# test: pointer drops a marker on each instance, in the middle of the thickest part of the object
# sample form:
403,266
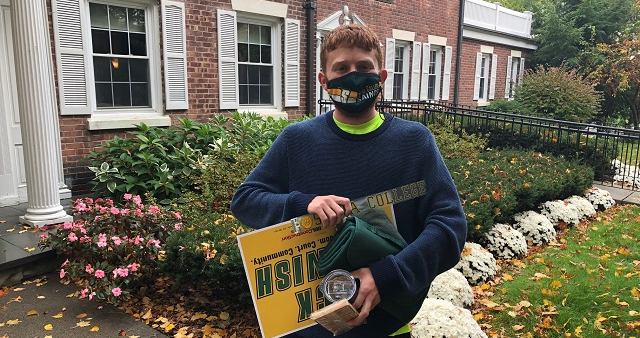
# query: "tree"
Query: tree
617,68
558,93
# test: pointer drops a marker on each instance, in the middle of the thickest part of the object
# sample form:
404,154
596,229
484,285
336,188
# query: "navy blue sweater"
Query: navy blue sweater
315,157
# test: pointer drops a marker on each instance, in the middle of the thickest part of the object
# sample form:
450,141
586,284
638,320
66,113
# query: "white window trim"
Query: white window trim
405,67
276,47
114,118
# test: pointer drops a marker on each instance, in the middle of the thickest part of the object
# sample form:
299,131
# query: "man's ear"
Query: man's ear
383,75
323,80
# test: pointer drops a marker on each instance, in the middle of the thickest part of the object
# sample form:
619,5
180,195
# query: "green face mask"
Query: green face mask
355,92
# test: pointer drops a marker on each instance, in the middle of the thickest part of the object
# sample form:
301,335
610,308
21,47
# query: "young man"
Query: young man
319,165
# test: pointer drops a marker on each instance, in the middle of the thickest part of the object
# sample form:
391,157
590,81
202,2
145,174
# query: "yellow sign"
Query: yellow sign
280,263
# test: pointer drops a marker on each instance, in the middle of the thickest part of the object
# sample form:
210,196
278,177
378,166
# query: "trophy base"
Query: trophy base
334,317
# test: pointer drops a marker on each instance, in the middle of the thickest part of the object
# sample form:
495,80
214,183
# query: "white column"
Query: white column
38,112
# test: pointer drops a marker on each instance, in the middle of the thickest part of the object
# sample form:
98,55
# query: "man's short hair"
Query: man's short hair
351,35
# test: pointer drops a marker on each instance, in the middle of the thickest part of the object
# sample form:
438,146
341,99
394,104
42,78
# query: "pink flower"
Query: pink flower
116,292
116,240
72,237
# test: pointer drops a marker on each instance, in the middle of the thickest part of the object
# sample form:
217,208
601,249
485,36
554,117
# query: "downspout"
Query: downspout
456,86
310,7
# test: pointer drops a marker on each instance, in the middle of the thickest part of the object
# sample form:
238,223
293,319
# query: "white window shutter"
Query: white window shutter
389,58
292,63
507,87
174,40
227,59
415,71
71,57
424,79
476,82
492,85
446,76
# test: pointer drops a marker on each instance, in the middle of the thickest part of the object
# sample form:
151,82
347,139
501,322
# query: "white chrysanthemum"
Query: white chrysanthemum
584,208
477,264
452,286
439,319
560,211
505,242
536,228
600,199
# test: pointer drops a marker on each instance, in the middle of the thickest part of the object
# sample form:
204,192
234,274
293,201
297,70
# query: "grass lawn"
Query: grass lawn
586,284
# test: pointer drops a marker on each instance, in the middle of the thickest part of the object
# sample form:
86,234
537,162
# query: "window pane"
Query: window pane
244,94
99,16
243,32
118,17
242,74
102,68
140,94
100,41
265,36
121,95
139,70
254,94
243,52
120,43
254,53
136,20
120,70
265,94
265,75
266,54
103,95
254,33
138,44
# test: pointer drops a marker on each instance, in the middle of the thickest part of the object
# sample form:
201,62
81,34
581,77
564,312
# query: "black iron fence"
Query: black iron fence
613,153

→ Work request:
If a record contains a picture, leave the picture out and return everything else exactly.

→ Expected answer:
# test: pointer drops a marker on each instance, in the middle of the thickest part of the object
# sample form:
403,266
# query: "tree"
Query: tree
617,68
558,93
# test: pointer drops a marker on each instance, in the middle of the thickest part of the object
# sample form:
404,154
596,229
484,285
336,188
# query: "navy blue sweater"
Query: navy blue sweater
315,157
# test: pointer drops a marker on each instance, in the middle of the thickest part of the object
# sample form:
450,141
586,284
638,320
66,113
# query: "white window trim"
Query: white window trim
405,67
276,47
114,118
# test: pointer drops a marker on each instance, in the middle of the thickest part of the object
# sample form:
299,131
# query: "man's ear"
Query: man's ear
383,75
323,80
# test: pointer drops a marker on each instance, in the middle of the thickest part of the object
# sample form:
619,5
180,195
# query: "green face mask"
Query: green face mask
355,92
# test: pointer drops a marker on each instance, in the middle of the thickest part of the object
# sample form:
301,335
610,308
21,47
# query: "young man"
Query: young man
319,165
# test: pointer drops a marker on each instance, in the middle of the thickest part of the object
# sample form:
391,157
590,81
202,2
145,174
# query: "yellow sign"
Query: yellow sign
280,263
# test: pointer drops a marker on each instance, in the middle of the thickest part of the object
# sample form:
210,196
278,177
378,166
# query: "trophy base"
Query: trophy base
334,317
# test: pointer drops a marker on each instance, in the middle of the thickest part of the object
# sample form:
495,80
214,183
# query: "white column"
Query: white column
38,112
# test: pointer drops a marker on each instance, in the middle of the thickest part of the object
# sample form:
98,55
# query: "man's short hair"
Query: man's short hair
351,35
# test: pointer drops a marker on each instance, in the middle of the thickest part of the object
# sample form:
438,146
341,99
394,104
42,78
# query: "pink flower"
Query: pink flower
116,292
116,240
72,237
# test: pointer drops a marker on each instance, in the middle of the thickest part of the object
# sample form:
217,208
601,249
485,36
554,117
# query: "downspout"
Query: downspout
456,86
310,7
# test: pointer drops a marker on each instance, in the middle of the thickest part of the object
# sample form:
238,223
293,319
# query: "white window shutter"
Query: white window shutter
389,58
292,63
507,87
174,40
227,59
415,71
71,57
424,79
476,82
492,85
446,76
# test: pointer drops a marker on each instance, in the middle of the thickest part of the object
# sample form:
151,82
347,139
501,322
# query: "white chrysanthemum"
Query: white chrysanthemum
584,208
477,264
452,286
439,319
560,211
505,242
536,228
600,199
# test: pointer drops a marker on each instance, in the middle of the thickest part of the object
# sample form:
204,192
234,274
293,201
297,70
# query: "grass lawn"
Query: grass lawn
586,284
# test: pointer drops a marker on each instance, in the middle of the thickest part of the object
# sample form:
86,234
537,162
# query: "window pane"
Query: window pane
244,94
99,16
243,32
118,17
242,74
102,68
140,94
100,41
265,36
121,95
139,70
254,94
243,52
120,43
254,53
136,20
120,70
265,94
265,75
266,54
103,95
254,33
138,44
# test: pointer drops a marker on each instance, in the middle of the thickest part of the object
# sample form:
201,62
81,34
581,77
564,312
# query: "black iron fence"
Query: black iron fence
613,153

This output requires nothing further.